SHORT EXERCISE –
Copy all of the records below word for word, leaving out the pictures.

DATA EXTRACT –

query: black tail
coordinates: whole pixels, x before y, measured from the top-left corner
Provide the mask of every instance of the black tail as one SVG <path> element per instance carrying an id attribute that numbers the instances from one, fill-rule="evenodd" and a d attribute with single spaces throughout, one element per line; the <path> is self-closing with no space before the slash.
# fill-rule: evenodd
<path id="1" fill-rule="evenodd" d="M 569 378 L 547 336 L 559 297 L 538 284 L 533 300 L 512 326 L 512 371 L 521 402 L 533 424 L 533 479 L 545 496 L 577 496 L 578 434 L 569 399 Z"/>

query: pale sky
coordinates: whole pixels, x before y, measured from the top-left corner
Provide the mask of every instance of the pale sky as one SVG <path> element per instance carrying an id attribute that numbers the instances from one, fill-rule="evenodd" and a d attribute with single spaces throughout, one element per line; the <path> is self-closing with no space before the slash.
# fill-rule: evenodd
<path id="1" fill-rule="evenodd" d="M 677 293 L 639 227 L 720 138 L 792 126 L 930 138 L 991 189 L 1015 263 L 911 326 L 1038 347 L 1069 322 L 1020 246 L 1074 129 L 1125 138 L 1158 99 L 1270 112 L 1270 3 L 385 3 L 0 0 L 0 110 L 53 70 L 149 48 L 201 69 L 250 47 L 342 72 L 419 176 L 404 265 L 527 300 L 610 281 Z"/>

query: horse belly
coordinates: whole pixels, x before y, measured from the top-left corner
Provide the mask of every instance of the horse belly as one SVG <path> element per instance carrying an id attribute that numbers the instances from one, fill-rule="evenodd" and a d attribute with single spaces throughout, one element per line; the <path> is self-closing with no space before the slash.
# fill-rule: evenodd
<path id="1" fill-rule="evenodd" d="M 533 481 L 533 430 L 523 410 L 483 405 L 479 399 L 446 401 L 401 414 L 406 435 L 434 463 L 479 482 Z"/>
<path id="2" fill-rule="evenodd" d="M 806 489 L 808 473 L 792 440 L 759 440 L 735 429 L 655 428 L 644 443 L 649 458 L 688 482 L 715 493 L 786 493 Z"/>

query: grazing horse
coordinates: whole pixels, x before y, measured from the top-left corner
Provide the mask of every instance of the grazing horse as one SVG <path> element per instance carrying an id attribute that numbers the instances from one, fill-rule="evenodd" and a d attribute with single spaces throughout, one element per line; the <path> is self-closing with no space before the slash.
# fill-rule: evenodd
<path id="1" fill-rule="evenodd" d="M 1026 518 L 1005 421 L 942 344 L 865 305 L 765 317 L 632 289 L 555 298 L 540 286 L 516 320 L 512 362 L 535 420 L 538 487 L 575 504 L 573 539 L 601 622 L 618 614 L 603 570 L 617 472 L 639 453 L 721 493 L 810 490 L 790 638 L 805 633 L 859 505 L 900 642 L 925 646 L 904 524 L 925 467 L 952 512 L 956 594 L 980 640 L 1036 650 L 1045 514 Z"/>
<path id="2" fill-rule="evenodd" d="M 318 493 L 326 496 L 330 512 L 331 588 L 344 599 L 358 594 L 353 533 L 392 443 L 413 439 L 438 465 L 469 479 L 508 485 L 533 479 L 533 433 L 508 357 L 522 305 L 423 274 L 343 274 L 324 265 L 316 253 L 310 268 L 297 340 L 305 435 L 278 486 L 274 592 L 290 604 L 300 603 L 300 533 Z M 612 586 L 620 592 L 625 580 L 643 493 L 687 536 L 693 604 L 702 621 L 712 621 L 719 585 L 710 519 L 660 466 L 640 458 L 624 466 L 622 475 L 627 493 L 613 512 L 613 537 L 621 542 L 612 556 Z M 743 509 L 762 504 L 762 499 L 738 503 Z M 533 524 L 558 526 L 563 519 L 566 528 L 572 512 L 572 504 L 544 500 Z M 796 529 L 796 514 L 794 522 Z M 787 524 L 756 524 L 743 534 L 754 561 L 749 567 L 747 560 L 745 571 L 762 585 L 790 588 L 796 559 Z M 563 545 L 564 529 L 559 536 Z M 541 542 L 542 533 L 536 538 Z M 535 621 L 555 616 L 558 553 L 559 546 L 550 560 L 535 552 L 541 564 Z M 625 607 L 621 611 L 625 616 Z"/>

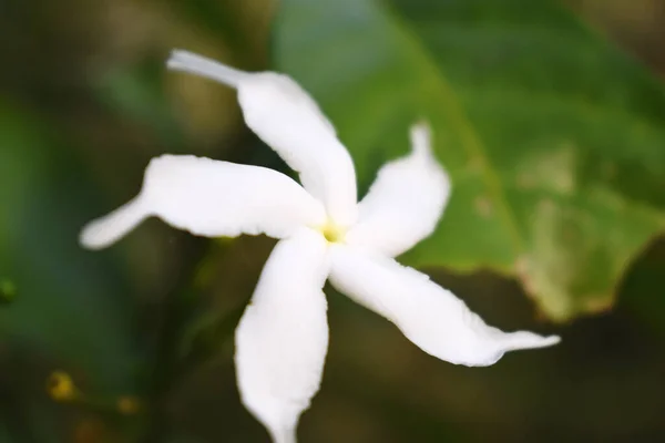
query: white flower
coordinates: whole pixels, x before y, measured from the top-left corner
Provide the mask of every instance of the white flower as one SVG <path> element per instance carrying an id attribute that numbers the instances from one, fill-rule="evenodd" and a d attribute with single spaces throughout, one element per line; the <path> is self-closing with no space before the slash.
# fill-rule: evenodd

CORRECT ANSWER –
query: black tail
coordinates: whole pixels, x before y, measured from the top-left corner
Provide the mask of every instance of the black tail as one SVG <path> element per instance carrying an id attribute that numbers the instances from one, fill-rule="evenodd" and a d attribute with single spaces throughout, one element per line; the <path> is self-closing with no space before the slash.
# fill-rule: evenodd
<path id="1" fill-rule="evenodd" d="M 569 378 L 547 336 L 559 297 L 538 284 L 533 300 L 512 326 L 512 371 L 521 402 L 533 424 L 533 479 L 545 496 L 577 496 L 578 434 L 569 399 Z"/>

query: pale sky
coordinates: whole pixels, x before y, measured from the top-left corner
Provide the mask of every instance of the pale sky as one SVG <path> element per instance carrying an id attribute that numbers the instances from one, fill-rule="evenodd" and a d attribute with single spaces throughout, one element per line; the <path> is self-closing with no space before the slash.
# fill-rule: evenodd
<path id="1" fill-rule="evenodd" d="M 677 293 L 639 227 L 720 138 L 792 126 L 930 138 L 991 189 L 1015 263 L 911 326 L 1038 347 L 1069 322 L 1020 246 L 1074 129 L 1125 138 L 1158 99 L 1270 112 L 1270 3 L 385 3 L 0 0 L 0 110 L 53 70 L 149 48 L 201 69 L 250 47 L 342 72 L 419 176 L 404 265 L 527 300 L 610 281 Z"/>

query: horse belly
coordinates: whole pixels, x before y, measured from the top-left corner
Provide the mask of every instance of the horse belly as one SVG <path> element per instance carrying an id attribute that numbers the instances from one, fill-rule="evenodd" and a d attribute with single spaces throughout, one element per line; the <path> is self-closing with no space before the slash.
# fill-rule: evenodd
<path id="1" fill-rule="evenodd" d="M 533 481 L 533 430 L 523 410 L 483 405 L 479 399 L 446 401 L 401 414 L 406 435 L 434 463 L 479 482 Z"/>
<path id="2" fill-rule="evenodd" d="M 806 489 L 808 473 L 792 440 L 759 440 L 735 429 L 655 428 L 644 443 L 649 458 L 688 482 L 715 493 L 786 493 Z"/>

query: grazing horse
coordinates: whole pixels, x before y, measured from the top-left corner
Provide the mask of every instance of the grazing horse as one SVG <path> element per instance carrying an id attribute that numbers the instances from one, fill-rule="evenodd" and a d attribute with single spaces throughout, one element per line; the <path> is self-closing with no space before the slash.
# fill-rule: evenodd
<path id="1" fill-rule="evenodd" d="M 1026 518 L 1005 421 L 942 344 L 865 305 L 765 317 L 632 289 L 555 298 L 540 286 L 516 320 L 512 362 L 535 420 L 538 487 L 575 504 L 573 539 L 601 622 L 618 614 L 603 570 L 617 472 L 639 453 L 721 493 L 810 490 L 790 638 L 805 633 L 859 505 L 900 642 L 925 646 L 904 524 L 925 467 L 952 512 L 956 594 L 980 640 L 1036 650 L 1045 514 Z"/>
<path id="2" fill-rule="evenodd" d="M 318 493 L 326 496 L 330 512 L 331 588 L 344 599 L 358 594 L 353 533 L 392 443 L 413 439 L 438 465 L 469 479 L 508 485 L 533 479 L 533 433 L 508 357 L 522 305 L 423 274 L 343 274 L 324 265 L 316 253 L 310 268 L 297 340 L 305 435 L 278 486 L 274 592 L 290 604 L 300 603 L 300 533 Z M 612 586 L 620 592 L 625 580 L 643 493 L 687 536 L 693 604 L 702 621 L 712 621 L 719 585 L 710 519 L 660 466 L 640 458 L 624 466 L 622 475 L 627 493 L 613 512 L 613 537 L 621 542 L 612 556 Z M 743 509 L 762 504 L 762 499 L 738 503 Z M 533 524 L 558 526 L 563 519 L 566 528 L 572 512 L 572 504 L 544 500 Z M 796 529 L 796 514 L 794 522 Z M 787 524 L 756 524 L 743 534 L 754 561 L 749 567 L 747 560 L 745 571 L 762 585 L 790 588 L 796 559 Z M 563 545 L 564 529 L 559 536 Z M 541 542 L 542 533 L 536 538 Z M 535 621 L 555 616 L 558 553 L 559 546 L 550 560 L 535 552 L 541 564 Z M 625 607 L 621 611 L 625 616 Z"/>

query: white flower
coordinates: whole pixels, x before y, measured from the top-left corner
Provide the mask of every instance of the white flower as one SVG <path> element per instance carrying an id attribute that numbers the instances from one, fill-rule="evenodd" and a d attribute with single spaces throughout, one element per line; the <path> is self-closing with no space before the slash.
# fill-rule: evenodd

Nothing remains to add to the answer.